■ **PAGE TEXT**:
::::

Wednesday, July 31, 2013

Edgar Allan Poe



Edgar Allan Poe was one of the literary geniuses of the 1800's. However during his life, he had trouble selling his work. No one wanted to pay for his stories. He tried unsuccessfully to start magazines, and the magazines he worked for generally went out of business. He died a relatively young man, penniless and unappreciated.

Tuesday, July 30, 2013

Vincent van Gogh



Perhaps one of our best examples of "Died Penniless" is artist Vincent van Gogh, whose self portrait is presented above. During his lifetime he sold only 1 painting, and he died at the age of 37, taking his own life. Recently, his paintings are going for over one hundred million dollars a pop. Someone made some money on his paintings, but he never did.

Monday, July 29, 2013

Charles Goodyear



Today we consider the case of Charles Goodyear. He invented the modern process of manufacturing stable rubber products. The process is called vulcanization of rubber. It was one of the biggest inventions of the 1800's, and enabled rubberized shoes and rain jackets, and practical automobile tires. Goodyear never really benefited from his invention, and died unknown and pretty much penniless. It was not until after his death that Goodyear Tire Company was created in his honor.

Saturday, July 27, 2013

Abraham Lincoln and Tad



One of the interesting things I find in studying history is that many people that we consider Giants and Geniuses were not recognized or appreciated by their own generation. It is like some people are so far ahead of everyone else, that it takes a generation or two for people to appreciate what a person was doing or saying. Many of these people died alone and penniless. This week we will be looking at these people who were not fully appreciated by their own generation.

We start with Abraham Lincoln. Many people consider Lincoln one of our greatest presidents, but he enjoyed little popular support when he lived. I found it interesting reading an article about him in a large newspaper at the time of his death. The article said of Lincoln, "Posterity will see in him a greater man than his contemporaries can acknowledge".

Friday, July 26, 2013

Robert Goddard



We wrap up Genius Week today with this picture of Robert Goddard. He, as much as anyone else, could be described as the Father of the American Space Program. This picture was taken in 1931 near Roswell New Mexico. He is transporting one of his early rocket prototypes to the launch pad behind his Ford Model A truck. I love pictures like this that show different eras . . . you would never expect to see such an early model car pulling a rocket. Goddard died in the 40's before the US space program really ramped up, so it was not until after his death that people really realized his genius.

Thursday, July 25, 2013

Wilhelm Rontgen



Today we feature genius Wilhelm Rontgen, who is remembered for discovering x-rays. He was the first to produce x-rays, and to detect them. This work led to the development of practical medical x-ray imaging. X-ray imaging is one of the most important medical developments of the last 150 years, because it allowed doctors to see what was going on underneath the skin.

::::

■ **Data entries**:
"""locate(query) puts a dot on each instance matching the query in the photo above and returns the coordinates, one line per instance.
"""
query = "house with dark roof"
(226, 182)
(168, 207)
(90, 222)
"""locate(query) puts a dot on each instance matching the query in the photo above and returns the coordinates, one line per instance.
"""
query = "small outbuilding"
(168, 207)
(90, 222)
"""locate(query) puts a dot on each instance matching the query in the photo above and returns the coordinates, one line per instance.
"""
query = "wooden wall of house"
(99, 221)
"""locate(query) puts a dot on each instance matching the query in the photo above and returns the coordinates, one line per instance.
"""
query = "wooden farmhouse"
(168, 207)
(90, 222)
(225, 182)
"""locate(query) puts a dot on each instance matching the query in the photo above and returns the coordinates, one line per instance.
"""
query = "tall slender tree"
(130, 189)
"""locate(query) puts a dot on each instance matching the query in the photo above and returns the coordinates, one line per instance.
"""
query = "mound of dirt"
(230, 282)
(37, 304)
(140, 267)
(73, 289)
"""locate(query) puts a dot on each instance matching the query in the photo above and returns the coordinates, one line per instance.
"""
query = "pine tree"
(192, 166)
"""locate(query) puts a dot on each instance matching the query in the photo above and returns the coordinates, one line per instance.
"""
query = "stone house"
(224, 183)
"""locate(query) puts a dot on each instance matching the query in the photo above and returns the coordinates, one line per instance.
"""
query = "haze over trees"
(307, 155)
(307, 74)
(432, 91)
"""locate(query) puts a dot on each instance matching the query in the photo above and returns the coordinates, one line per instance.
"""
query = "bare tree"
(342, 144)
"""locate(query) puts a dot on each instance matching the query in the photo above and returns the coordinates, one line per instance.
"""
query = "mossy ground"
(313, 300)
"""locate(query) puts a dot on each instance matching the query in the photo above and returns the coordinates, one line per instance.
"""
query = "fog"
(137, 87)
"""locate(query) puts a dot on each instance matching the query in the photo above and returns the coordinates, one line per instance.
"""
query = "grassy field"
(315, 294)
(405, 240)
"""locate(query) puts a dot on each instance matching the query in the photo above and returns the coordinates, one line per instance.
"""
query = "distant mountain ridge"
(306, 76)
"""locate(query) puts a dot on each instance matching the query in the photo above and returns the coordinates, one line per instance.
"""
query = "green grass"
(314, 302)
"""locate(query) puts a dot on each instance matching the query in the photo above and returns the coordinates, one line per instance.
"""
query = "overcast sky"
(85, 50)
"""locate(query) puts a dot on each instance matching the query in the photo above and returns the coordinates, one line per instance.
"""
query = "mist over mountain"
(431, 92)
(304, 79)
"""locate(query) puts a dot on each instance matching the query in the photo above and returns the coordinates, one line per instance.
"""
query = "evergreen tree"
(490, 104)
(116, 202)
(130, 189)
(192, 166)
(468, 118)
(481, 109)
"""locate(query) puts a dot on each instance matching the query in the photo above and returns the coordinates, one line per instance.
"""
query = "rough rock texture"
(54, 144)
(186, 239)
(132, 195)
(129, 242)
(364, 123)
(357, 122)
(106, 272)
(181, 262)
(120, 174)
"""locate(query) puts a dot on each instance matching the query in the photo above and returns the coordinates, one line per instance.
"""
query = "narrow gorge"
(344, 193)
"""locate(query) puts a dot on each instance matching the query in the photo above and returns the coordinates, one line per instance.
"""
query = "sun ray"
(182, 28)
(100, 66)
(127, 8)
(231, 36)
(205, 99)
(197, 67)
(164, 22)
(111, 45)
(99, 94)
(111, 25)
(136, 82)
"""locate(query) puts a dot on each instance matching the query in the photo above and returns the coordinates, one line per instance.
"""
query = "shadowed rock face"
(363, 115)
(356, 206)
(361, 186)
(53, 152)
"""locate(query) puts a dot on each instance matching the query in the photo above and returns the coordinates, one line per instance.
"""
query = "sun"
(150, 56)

::::

■ **DIRECTIONS FOR THIS TASK**: Write what comes next in the history blog about geniuses, picking up after its final sentence.

■ **RESPONSE BELOW**:
Wednesday, July 24, 2013

Nicola Tesla



Today's genius is Nicola Tesla. The picture was taken in 1899 in his Colorado Springs research laboratory, where he was looking into some high energy experiments. Tesla was important because his insights, inventions, engineering and mathmatical work is what enabled practical electrical power generation, distribution and use. Being responsible for enabling usable electrical power to be provided to all homes is a pretty big deal. Tesla, while he was a genius, was also a very quirky man. People are still trying to decipher and understand some of his writings and ideas.

Tuesday, July 23, 2013

Robert Oppenheimer



Today's genius is Robert Oppenheimer, pictured above on the left. Oppenheimer was responsible for leading the team of scientists at the Manhattan Project for the development of the first atomic bomb. It would be unfair to call him the "inventor" of the atomic bomb. The bomb was not so much something that was invented as it was "realized". Based on work by physicists like Einstein and others in the early 1900's, it was "realized" that a small amount of matter contained a huge amount of energy, and if that huge amount of energy was released incredibly powerful bombs could be made. Oppenheimer was the one responsible for taking the equations, and turning them into something that goes "boom".  Like the bomb or not, there is no denying the genius that was required to realize it.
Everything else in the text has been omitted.